## PAGE EXCERPT:
These creatures have more mysteries than they have legs. Inexplicable fossilization, producing milk more nutritious than a cow’s, and spinning graphene-laced silk are just some of the things spiders do that confound scientists. Then there was the spider that received death threats, causing the cops to show up.
The human race consumes an average of 400 million metric tons of fish and meat every year. Sometimes, whales take the lead with an annual intake of up to 500 million metric tons. In 2017, scientists calculated the total weight of spider prey, and it was astonishing. Beating both humans and whales, the tiny predators eat as much as 800 million metric tons per year.
To arrive at that number, the team first had to know the biomass of the global spider population. They determined that the planet has 25 million metric tons of spiders. After calculating how much food was required per body unit, the total consumption was something between 400 and 800 million metric tons.
Considering that the arachnid menu is 95-percent insects, the study proved that spiders are very useful. They keep insect populations in check, including species that count as pests. The smorgasbord of insects fosters a large population of spiders which, in turn, provide plenty of food for arachnid-eating animals.

## EXTRACTED DATA:
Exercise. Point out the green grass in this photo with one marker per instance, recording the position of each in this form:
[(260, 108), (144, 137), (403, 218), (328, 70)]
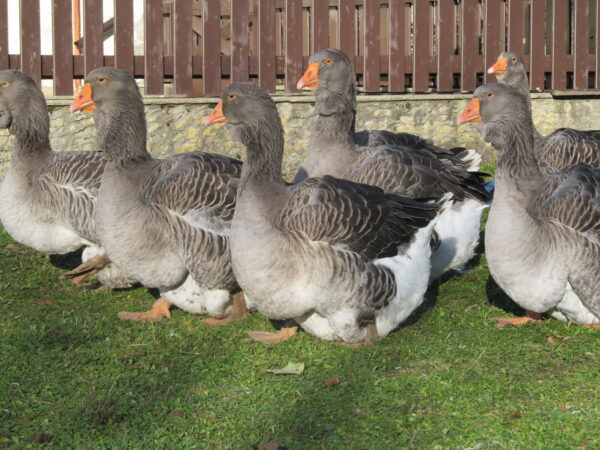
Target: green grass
[(73, 376)]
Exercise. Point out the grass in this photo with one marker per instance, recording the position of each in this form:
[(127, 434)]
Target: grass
[(74, 376)]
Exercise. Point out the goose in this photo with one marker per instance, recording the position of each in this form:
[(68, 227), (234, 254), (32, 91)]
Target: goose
[(340, 80), (542, 237), (47, 198), (346, 261), (409, 171), (562, 148), (164, 221)]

## TASK GOAL:
Can you set down the entire spider passage again, word for word? The data has no connection to the spider passage.

## EXERCISE OUTPUT:
These creatures have more mysteries than they have legs. Inexplicable fossilization, producing milk more nutritious than a cow’s, and spinning graphene-laced silk are just some of the things spiders do that confound scientists. Then there was the spider that received death threats, causing the cops to show up.
The human race consumes an average of 400 million metric tons of fish and meat every year. Sometimes, whales take the lead with an annual intake of up to 500 million metric tons. In 2017, scientists calculated the total weight of spider prey, and it was astonishing. Beating both humans and whales, the tiny predators eat as much as 800 million metric tons per year.
To arrive at that number, the team first had to know the biomass of the global spider population. They determined that the planet has 25 million metric tons of spiders. After calculating how much food was required per body unit, the total consumption was something between 400 and 800 million metric tons.
Considering that the arachnid menu is 95-percent insects, the study proved that spiders are very useful. They keep insect populations in check, including species that count as pests. The smorgasbord of insects fosters a large population of spiders which, in turn, provide plenty of food for arachnid-eating animals.